Table of Contents
Very Short Answer Type
Question 1.
In the given figure, name
(a) the side opposite to vertex A
(b) the vertex opposite A to side AB
(c) the angle opposite to side AC
(d) the angle made by the sides CB and CA.
Solution:
(a) The side opposite to vertex A is BC.
(b) The vertex opposite to side AB is C.
(c) The angle opposite to side AB is ∠ACB.
(d) The angle made by the sides CB and CA is ∠ACB.
Question 2.
Examine whether the given triangles are congruent or not.
Solution:
Here,
AB = DE = 3 cm
BC = DF = 3.5 cm
AC = EF = 4.5 cm
ΔABC = ΔEDF (By SSS rule)
So, ΔABC and ΔEDF are congruent.
Question 3.
In the given congruent triangles under ASA, find the value of x and y, ΔPQR = ΔSTU.
Solution:
Given: ΔPQR = ΔSTU (By ASA rule)
∠Q = ∠T = 60° (given)
\(\bar { QR }\) = \(\bar { TU }\) = 4 cm (given)
∠x = 30° (for ASA rule)
Now in ΔSTU,
∠S + ∠T + ∠U = 180° (Angle sum property)
∠y + 60° + ∠x = 180°
∠y + 60° + 30° = 180°
∠y + 90° = 180°
∠y = 180° – 90° = 90°
Hence, x = 30° and y = 90°.
Question 4.
In the following figure, show that ΔPSQ = ΔPSR.
Solution:
In ΔPSQ and ΔPSR
\(\bar { PQ }\) = \(\bar { PR }\) = 6.5 cm (Given)
\(\bar { PS }\) = \(\bar { PS }\) (Common)
∠PSQ = ∠PSR = 90° (Given)
ΔPSQ = ΔPSR (By RHS rule)
Question 5.
Can two equilateral triangles always be congruent? Give reasons.
Solution:
No, any two equilateral triangles are not always congruent.
Reason: Each angle of an equilateral triangle is 60° but their corresponding sides cannot always be the same.
Question 6.
In the given figure, AP = BQ, PR = QS. Show that ΔAPS = ΔBQR
Solution:
In ΔAPS and ΔBQR
AP = BQ (Given)
PR = QS (Given)
PR + RS = QS + RS (Adding RS to both sides)
PS = QR
∠APS = ∠BQR = 90° (Given)
ΔAPS = ΔBQR (by SAS rule)
Question 7.
Without drawing the figures of the triangles, write all six pairs of equal measures in each of the following pairs of congruent triangles.

**Problems to solve**
(1) In the congruent triangles worksheet, which rule is used to show that ΔPSQ = ΔPSR?
(2) Continue the congruent triangles worksheet from its last line onward.

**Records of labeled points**
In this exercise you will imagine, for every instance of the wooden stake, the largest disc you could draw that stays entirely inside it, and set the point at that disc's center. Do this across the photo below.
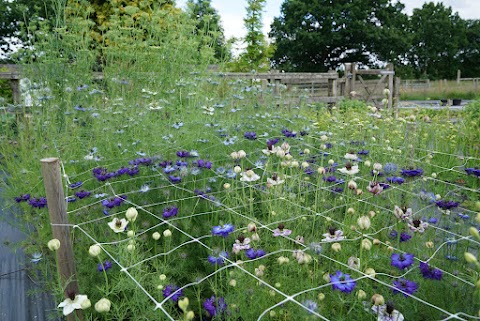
(57, 210)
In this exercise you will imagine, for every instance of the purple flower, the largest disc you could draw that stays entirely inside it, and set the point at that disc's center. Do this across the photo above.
(342, 282)
(395, 180)
(174, 179)
(473, 171)
(173, 292)
(215, 306)
(430, 272)
(170, 212)
(223, 230)
(406, 286)
(22, 198)
(250, 135)
(218, 260)
(254, 254)
(75, 185)
(104, 266)
(412, 172)
(446, 205)
(183, 153)
(402, 261)
(82, 194)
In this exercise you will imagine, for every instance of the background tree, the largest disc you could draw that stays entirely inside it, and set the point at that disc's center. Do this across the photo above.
(208, 26)
(438, 38)
(14, 15)
(322, 34)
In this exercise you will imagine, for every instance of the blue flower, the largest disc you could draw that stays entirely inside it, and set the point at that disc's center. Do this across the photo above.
(218, 260)
(402, 261)
(342, 282)
(408, 287)
(223, 230)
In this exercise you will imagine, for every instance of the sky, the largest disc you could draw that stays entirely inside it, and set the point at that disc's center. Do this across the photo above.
(232, 12)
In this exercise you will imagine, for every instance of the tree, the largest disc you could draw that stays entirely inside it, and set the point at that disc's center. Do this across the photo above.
(14, 15)
(322, 34)
(208, 26)
(438, 38)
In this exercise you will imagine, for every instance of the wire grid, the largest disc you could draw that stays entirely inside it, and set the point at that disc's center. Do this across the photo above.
(242, 213)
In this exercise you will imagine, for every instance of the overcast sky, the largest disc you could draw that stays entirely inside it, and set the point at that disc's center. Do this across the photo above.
(232, 12)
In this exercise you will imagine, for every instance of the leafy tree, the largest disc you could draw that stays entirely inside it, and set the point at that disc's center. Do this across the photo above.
(14, 15)
(257, 53)
(208, 26)
(438, 36)
(322, 34)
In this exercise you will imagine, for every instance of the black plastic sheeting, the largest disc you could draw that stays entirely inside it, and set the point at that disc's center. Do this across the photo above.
(20, 298)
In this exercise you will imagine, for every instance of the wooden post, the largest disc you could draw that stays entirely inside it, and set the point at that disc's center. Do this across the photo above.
(57, 210)
(390, 88)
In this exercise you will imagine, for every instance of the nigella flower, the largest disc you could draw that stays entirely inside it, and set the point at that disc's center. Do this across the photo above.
(403, 236)
(412, 172)
(390, 168)
(404, 286)
(333, 235)
(105, 266)
(223, 230)
(253, 254)
(41, 202)
(310, 305)
(446, 205)
(281, 231)
(173, 292)
(241, 243)
(183, 153)
(395, 180)
(417, 225)
(22, 198)
(250, 135)
(429, 272)
(218, 260)
(170, 212)
(375, 188)
(342, 282)
(82, 194)
(75, 185)
(473, 171)
(402, 261)
(174, 179)
(215, 306)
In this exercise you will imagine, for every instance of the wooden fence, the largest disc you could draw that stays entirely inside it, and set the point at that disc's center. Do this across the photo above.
(307, 87)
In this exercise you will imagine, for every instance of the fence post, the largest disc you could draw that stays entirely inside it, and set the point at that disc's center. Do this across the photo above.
(57, 210)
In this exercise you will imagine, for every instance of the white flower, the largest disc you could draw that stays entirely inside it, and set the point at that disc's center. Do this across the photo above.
(351, 156)
(103, 305)
(349, 170)
(249, 176)
(131, 214)
(79, 302)
(118, 225)
(53, 244)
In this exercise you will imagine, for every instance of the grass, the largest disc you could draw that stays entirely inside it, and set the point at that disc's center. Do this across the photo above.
(208, 162)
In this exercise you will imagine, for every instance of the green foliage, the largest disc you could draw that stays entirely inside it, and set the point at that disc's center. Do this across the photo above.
(208, 26)
(432, 54)
(322, 34)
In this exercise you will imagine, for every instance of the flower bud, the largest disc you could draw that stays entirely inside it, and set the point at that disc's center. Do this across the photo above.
(103, 305)
(94, 250)
(470, 258)
(131, 214)
(53, 244)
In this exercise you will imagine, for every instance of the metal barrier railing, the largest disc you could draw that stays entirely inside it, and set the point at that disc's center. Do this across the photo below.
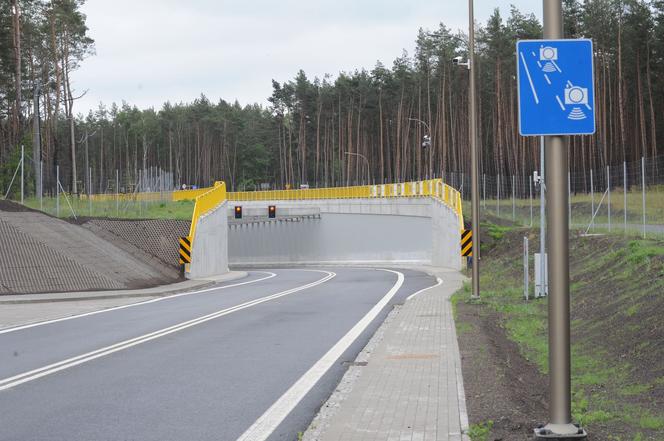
(434, 188)
(205, 202)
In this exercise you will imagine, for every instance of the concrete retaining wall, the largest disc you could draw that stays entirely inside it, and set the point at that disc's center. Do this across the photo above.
(333, 238)
(209, 255)
(351, 231)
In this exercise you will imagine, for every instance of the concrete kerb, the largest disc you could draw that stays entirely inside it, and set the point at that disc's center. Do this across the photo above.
(358, 410)
(158, 291)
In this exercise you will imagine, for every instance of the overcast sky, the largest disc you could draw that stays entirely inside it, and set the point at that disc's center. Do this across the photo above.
(153, 51)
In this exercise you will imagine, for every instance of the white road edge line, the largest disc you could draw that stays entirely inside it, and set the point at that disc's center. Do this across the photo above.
(80, 359)
(439, 282)
(270, 420)
(131, 305)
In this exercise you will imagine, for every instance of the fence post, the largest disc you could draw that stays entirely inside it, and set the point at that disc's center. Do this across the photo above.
(643, 193)
(57, 191)
(530, 189)
(525, 267)
(513, 201)
(625, 193)
(608, 189)
(592, 200)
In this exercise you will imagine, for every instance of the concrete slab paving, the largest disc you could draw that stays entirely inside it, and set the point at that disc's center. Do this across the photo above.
(407, 383)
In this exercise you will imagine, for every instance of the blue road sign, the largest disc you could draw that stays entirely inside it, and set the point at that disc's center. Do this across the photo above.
(556, 87)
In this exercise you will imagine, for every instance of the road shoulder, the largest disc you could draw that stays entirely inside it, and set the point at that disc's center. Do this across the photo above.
(406, 383)
(23, 309)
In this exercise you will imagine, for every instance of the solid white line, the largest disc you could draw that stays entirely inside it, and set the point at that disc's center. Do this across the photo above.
(270, 420)
(438, 279)
(532, 86)
(80, 359)
(131, 305)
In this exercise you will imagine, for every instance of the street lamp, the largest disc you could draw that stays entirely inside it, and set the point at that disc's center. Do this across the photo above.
(472, 134)
(426, 139)
(366, 161)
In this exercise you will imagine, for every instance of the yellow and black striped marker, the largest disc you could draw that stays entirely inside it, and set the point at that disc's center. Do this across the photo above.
(185, 250)
(467, 243)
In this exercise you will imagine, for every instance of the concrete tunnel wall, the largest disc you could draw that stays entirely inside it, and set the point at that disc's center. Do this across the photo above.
(209, 253)
(350, 231)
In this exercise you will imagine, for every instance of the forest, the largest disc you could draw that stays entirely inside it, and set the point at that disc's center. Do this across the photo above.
(353, 127)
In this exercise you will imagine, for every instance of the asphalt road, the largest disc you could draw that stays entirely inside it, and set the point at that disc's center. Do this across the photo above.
(251, 359)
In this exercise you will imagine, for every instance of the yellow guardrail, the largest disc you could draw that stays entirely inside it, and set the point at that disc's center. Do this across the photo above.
(139, 196)
(205, 202)
(186, 195)
(435, 188)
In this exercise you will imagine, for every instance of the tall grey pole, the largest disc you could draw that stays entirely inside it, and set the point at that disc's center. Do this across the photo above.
(117, 193)
(643, 193)
(513, 200)
(557, 167)
(544, 276)
(36, 144)
(89, 189)
(474, 169)
(569, 196)
(22, 171)
(608, 189)
(625, 192)
(498, 196)
(57, 191)
(592, 200)
(41, 186)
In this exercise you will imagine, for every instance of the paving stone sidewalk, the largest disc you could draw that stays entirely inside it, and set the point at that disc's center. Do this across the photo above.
(411, 387)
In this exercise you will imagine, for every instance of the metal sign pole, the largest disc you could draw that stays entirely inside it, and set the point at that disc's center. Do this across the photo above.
(557, 167)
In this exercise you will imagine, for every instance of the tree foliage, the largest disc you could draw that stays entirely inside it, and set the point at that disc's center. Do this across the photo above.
(362, 126)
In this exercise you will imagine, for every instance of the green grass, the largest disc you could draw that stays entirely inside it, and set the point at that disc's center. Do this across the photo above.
(165, 209)
(480, 432)
(594, 374)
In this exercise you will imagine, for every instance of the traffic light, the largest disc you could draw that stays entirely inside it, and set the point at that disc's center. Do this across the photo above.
(426, 141)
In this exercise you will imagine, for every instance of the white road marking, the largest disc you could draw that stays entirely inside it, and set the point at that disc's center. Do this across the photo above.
(80, 359)
(131, 305)
(438, 279)
(270, 420)
(532, 86)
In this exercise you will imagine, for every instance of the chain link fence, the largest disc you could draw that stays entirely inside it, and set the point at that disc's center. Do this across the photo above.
(623, 198)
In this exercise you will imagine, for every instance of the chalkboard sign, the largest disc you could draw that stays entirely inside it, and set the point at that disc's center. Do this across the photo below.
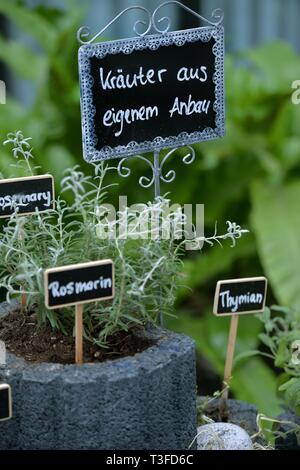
(79, 283)
(152, 92)
(26, 195)
(5, 402)
(238, 296)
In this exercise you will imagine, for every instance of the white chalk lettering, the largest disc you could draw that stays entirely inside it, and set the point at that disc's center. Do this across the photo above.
(191, 107)
(187, 74)
(58, 290)
(109, 81)
(24, 200)
(234, 302)
(128, 116)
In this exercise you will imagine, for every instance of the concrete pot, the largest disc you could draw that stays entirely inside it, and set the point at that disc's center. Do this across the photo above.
(147, 401)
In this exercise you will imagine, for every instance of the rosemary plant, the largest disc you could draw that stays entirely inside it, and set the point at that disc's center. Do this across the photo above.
(147, 266)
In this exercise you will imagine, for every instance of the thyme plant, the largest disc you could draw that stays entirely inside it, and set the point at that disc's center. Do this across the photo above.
(147, 266)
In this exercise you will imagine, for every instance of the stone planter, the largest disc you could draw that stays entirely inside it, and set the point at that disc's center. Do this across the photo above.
(147, 401)
(240, 413)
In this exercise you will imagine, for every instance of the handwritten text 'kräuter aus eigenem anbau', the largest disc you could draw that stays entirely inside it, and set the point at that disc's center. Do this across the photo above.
(24, 200)
(120, 81)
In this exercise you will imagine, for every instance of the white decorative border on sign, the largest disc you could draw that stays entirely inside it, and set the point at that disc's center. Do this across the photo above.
(153, 42)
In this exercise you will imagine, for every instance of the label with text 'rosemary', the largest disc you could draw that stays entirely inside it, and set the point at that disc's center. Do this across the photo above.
(26, 195)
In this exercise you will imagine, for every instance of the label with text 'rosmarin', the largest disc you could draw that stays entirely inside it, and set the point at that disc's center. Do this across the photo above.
(26, 195)
(79, 283)
(237, 296)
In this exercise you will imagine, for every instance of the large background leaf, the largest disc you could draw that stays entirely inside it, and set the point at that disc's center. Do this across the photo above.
(276, 221)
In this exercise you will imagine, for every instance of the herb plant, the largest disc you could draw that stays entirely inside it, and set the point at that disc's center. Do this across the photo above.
(282, 338)
(147, 266)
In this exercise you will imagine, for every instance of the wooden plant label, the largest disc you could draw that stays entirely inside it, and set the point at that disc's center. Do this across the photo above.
(26, 194)
(240, 296)
(5, 402)
(233, 298)
(152, 92)
(79, 284)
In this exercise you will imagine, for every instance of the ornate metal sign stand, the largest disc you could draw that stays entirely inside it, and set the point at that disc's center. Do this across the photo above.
(154, 23)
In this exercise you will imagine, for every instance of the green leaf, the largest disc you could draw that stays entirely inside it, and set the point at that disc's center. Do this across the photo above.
(30, 22)
(212, 262)
(275, 218)
(253, 380)
(28, 65)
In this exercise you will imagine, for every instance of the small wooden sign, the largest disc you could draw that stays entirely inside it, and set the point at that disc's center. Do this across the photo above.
(5, 402)
(240, 296)
(233, 298)
(79, 284)
(27, 195)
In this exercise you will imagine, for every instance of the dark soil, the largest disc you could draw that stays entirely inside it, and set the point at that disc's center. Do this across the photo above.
(22, 337)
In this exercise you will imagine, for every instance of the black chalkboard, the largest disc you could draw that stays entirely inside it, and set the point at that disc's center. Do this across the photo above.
(26, 194)
(240, 296)
(79, 283)
(5, 402)
(153, 92)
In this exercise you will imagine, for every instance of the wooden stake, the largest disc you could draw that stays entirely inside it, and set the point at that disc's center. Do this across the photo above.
(23, 301)
(23, 295)
(79, 333)
(229, 358)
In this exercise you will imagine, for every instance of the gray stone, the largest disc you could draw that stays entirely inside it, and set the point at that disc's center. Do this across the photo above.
(147, 401)
(223, 436)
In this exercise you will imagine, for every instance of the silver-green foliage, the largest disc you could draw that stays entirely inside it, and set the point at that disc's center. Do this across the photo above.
(147, 267)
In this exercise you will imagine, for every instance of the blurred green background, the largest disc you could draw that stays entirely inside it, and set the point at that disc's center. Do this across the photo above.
(251, 176)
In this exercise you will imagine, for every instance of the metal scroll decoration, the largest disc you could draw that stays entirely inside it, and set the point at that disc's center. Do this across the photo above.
(160, 27)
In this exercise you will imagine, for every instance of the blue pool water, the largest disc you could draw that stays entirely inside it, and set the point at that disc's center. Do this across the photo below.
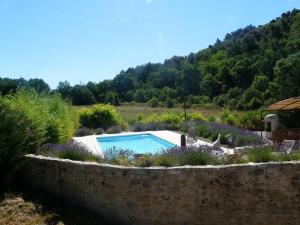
(139, 143)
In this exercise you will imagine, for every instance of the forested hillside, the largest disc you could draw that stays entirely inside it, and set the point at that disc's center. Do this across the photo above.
(251, 67)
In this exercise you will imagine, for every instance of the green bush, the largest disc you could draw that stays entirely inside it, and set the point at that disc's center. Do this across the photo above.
(260, 155)
(173, 120)
(202, 131)
(28, 120)
(228, 118)
(169, 103)
(153, 102)
(196, 116)
(103, 116)
(250, 120)
(197, 158)
(165, 160)
(144, 161)
(211, 119)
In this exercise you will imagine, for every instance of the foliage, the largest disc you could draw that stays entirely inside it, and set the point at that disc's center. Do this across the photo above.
(83, 131)
(112, 98)
(153, 102)
(169, 103)
(229, 135)
(71, 150)
(173, 120)
(103, 116)
(29, 120)
(114, 130)
(196, 116)
(260, 155)
(81, 95)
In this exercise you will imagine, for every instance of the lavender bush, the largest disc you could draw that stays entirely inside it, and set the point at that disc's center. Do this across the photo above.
(230, 135)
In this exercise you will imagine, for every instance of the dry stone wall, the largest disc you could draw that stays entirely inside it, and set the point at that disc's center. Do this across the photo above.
(257, 194)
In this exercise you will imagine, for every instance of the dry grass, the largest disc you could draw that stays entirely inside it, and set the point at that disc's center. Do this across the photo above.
(130, 111)
(14, 210)
(29, 209)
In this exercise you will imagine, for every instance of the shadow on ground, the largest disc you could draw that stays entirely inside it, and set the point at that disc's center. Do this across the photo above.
(25, 206)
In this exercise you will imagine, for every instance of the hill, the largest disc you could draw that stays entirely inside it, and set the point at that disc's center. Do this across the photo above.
(251, 67)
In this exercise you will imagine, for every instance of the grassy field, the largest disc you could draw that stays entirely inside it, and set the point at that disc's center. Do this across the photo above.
(130, 111)
(35, 209)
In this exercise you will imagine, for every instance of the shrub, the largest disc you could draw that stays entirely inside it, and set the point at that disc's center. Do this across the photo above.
(169, 103)
(195, 157)
(28, 120)
(144, 161)
(118, 156)
(99, 131)
(84, 132)
(150, 126)
(114, 130)
(196, 116)
(173, 120)
(71, 150)
(165, 160)
(227, 117)
(153, 102)
(211, 119)
(230, 135)
(250, 120)
(260, 155)
(112, 97)
(100, 115)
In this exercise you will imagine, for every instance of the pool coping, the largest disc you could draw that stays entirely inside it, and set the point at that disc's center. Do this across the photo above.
(92, 145)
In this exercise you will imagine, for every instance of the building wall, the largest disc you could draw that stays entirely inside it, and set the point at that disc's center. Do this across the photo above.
(238, 194)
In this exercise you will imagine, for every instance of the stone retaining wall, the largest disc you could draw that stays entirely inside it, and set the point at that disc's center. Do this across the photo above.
(233, 195)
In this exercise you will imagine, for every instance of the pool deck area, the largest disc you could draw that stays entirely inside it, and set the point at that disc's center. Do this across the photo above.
(173, 137)
(91, 141)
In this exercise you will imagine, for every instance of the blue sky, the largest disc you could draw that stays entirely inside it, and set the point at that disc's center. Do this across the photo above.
(93, 40)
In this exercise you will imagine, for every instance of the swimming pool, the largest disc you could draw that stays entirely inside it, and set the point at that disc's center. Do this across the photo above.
(139, 143)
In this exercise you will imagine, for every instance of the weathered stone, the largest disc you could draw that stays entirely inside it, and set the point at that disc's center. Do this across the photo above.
(258, 194)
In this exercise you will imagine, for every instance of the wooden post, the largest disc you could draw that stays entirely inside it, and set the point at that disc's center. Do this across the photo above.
(182, 140)
(261, 125)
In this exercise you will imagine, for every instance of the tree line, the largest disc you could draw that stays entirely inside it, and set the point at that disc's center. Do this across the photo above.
(250, 68)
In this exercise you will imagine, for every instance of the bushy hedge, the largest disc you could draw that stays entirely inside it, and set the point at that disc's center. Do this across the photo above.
(250, 120)
(28, 120)
(103, 116)
(168, 120)
(70, 150)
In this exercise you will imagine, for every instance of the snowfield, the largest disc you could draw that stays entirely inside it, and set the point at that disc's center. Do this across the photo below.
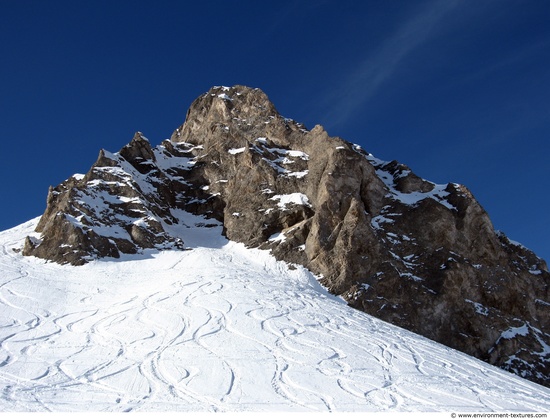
(218, 328)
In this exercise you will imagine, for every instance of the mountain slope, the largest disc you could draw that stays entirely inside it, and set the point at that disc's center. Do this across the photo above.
(217, 328)
(419, 255)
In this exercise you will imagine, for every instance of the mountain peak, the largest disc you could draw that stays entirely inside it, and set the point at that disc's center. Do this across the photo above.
(420, 255)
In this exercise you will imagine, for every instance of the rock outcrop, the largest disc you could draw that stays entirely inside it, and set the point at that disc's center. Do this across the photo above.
(419, 255)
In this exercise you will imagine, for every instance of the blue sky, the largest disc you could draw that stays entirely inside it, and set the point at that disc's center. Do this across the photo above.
(456, 89)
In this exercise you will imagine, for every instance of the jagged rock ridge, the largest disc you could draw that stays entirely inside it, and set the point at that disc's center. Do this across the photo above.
(419, 255)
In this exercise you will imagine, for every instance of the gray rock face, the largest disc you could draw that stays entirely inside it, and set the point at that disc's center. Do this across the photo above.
(419, 255)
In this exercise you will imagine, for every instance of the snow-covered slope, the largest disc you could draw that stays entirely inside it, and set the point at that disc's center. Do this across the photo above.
(217, 328)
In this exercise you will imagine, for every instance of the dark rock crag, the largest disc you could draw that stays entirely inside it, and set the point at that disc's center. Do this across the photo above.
(416, 254)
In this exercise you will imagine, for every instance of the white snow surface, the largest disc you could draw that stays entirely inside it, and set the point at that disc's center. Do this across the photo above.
(217, 328)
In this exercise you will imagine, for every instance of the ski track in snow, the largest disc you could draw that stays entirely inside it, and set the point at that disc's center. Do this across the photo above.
(218, 328)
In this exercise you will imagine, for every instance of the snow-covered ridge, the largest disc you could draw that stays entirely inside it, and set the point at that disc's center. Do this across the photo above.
(220, 328)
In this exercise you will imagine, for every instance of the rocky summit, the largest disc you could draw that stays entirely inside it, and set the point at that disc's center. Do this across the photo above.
(420, 255)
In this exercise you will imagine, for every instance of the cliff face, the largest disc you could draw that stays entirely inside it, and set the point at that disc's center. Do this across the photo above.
(416, 254)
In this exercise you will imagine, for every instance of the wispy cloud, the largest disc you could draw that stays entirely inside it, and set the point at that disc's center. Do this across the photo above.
(363, 82)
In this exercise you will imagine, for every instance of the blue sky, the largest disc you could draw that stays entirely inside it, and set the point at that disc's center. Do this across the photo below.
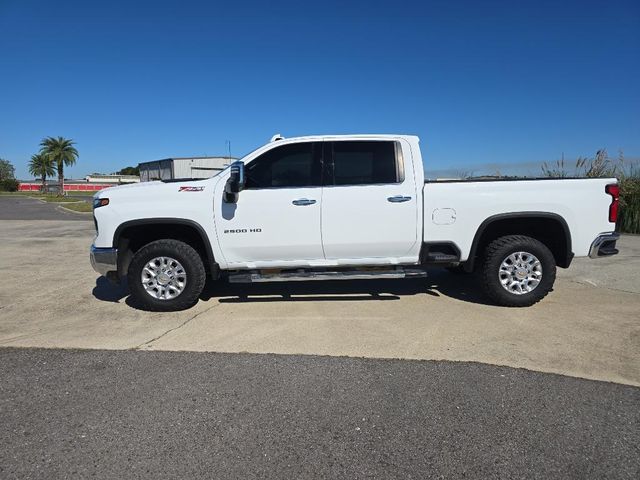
(482, 83)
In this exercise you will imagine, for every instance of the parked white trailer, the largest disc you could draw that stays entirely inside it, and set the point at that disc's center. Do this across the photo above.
(347, 207)
(183, 168)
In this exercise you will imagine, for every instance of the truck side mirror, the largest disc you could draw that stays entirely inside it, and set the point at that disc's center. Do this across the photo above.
(235, 183)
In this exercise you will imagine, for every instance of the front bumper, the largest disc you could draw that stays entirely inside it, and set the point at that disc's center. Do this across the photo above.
(604, 245)
(104, 260)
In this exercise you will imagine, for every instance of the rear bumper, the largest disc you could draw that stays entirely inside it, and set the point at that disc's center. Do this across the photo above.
(104, 260)
(604, 245)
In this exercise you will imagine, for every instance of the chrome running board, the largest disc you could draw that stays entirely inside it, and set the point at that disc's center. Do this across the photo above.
(299, 275)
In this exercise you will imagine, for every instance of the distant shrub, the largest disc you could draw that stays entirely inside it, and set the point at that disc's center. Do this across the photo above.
(9, 185)
(604, 166)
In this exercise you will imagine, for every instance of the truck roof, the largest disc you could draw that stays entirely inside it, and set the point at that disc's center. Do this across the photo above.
(355, 136)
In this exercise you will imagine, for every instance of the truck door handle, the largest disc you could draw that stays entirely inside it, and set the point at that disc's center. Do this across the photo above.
(303, 201)
(399, 199)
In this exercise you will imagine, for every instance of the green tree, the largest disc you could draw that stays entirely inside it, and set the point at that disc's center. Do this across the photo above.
(61, 152)
(7, 170)
(41, 166)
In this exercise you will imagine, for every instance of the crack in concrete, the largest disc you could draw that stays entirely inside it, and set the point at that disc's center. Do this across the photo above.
(590, 284)
(188, 320)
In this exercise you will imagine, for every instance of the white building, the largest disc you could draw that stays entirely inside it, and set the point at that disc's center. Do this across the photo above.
(188, 167)
(115, 179)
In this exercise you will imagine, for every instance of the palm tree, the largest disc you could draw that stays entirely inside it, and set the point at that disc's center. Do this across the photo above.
(61, 152)
(41, 166)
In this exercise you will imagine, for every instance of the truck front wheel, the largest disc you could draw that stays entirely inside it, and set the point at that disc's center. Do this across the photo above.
(166, 275)
(518, 271)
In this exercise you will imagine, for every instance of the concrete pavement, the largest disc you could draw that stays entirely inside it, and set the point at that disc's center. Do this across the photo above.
(55, 300)
(108, 415)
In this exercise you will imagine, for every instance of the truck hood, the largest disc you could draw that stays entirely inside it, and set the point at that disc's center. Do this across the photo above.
(146, 189)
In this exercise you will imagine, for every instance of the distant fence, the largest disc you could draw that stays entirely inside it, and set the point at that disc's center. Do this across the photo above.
(70, 187)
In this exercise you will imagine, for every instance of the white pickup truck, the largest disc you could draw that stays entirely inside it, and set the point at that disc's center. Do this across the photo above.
(346, 207)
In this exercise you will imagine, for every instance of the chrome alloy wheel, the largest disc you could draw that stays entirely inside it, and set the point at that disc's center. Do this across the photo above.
(520, 273)
(164, 278)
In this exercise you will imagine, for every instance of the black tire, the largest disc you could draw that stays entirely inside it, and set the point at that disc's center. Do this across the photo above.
(190, 261)
(498, 251)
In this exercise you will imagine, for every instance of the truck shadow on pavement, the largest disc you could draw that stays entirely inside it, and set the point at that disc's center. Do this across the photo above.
(440, 282)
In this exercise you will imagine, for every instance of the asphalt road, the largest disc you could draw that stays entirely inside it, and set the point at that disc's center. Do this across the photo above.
(107, 414)
(25, 208)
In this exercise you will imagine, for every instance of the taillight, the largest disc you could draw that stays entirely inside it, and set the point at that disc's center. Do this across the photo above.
(613, 190)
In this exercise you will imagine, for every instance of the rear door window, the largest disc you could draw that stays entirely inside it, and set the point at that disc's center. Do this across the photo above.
(364, 163)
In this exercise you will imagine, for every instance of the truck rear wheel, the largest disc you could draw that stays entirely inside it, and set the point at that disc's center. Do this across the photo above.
(518, 271)
(166, 275)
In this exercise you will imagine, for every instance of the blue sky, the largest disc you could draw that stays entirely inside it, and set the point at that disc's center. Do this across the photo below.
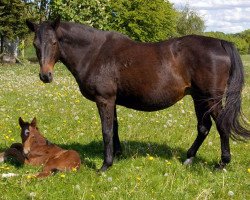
(228, 16)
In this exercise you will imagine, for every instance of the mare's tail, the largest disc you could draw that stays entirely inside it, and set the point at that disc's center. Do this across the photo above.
(230, 118)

**Task answers**
(1) The RHS rule.

(2)
(i) ΔABC = ADEF
(ii) ΔXYZ = ΔMLN
Solution:
(i) Given: ΔABC = ΔDEF
Here AB = DE
BC = EF
AC = DF
∠A = ∠D, ∠B = ∠E and ∠C = ∠F
(ii) Given ΔXYZ = ΔMLN
Here XY = ML
YZ = LN
XZ = MN
∠X = ∠M, ∠Y = ∠L and ∠Z = ∠N
Question 8.
Lengths of two sides of an isosceles triangle are 5 cm and 8 cm, find the perimeter of the triangle.
Solution:
Since the lengths of any two sides of an isosceles triangle are equal, then
Case I: The three sides of the triangle are 5 cm, 5 cm and 8 cm.
Perimeter of the triangle = 5 cm + 5 cm + 8 cm = 18 cm
Case II: The three sides of the triangle are 5 cm, 8 cm and 8 cm.
Perimeter of the triangle = 5 cm + 8 cm + 8 cm = 21 cm
Hence, the required perimeter is 18 cm or 21 cm.
Question 9.
Write the rule of congruence in the following pairs of congruent triangles.
Solution:
(i) Here, AB = ST = 3 cm
BC = TU = 4.5 cm
∠ABC = ∠STU = 110°
ΔABC = ΔSTU (By SAS rule)
(ii) Here ∠PQR = ∠MNL = 90°
hypt. PR = hypt. ML
QR = NL = 3 cm
ΔPQR = ΔMNL (By RHS rule)
Question 10.
In the given figure, state the rule of congruence followed by congruent triangles LMN and ONM.
Solution:
In ΔLMN and ΔONM
LM = ON
LN = OM
MN = NM
ΔLMN = ΔONM
Congruence of Triangles Class 7 Extra Questions Short Answer Type
Question 11.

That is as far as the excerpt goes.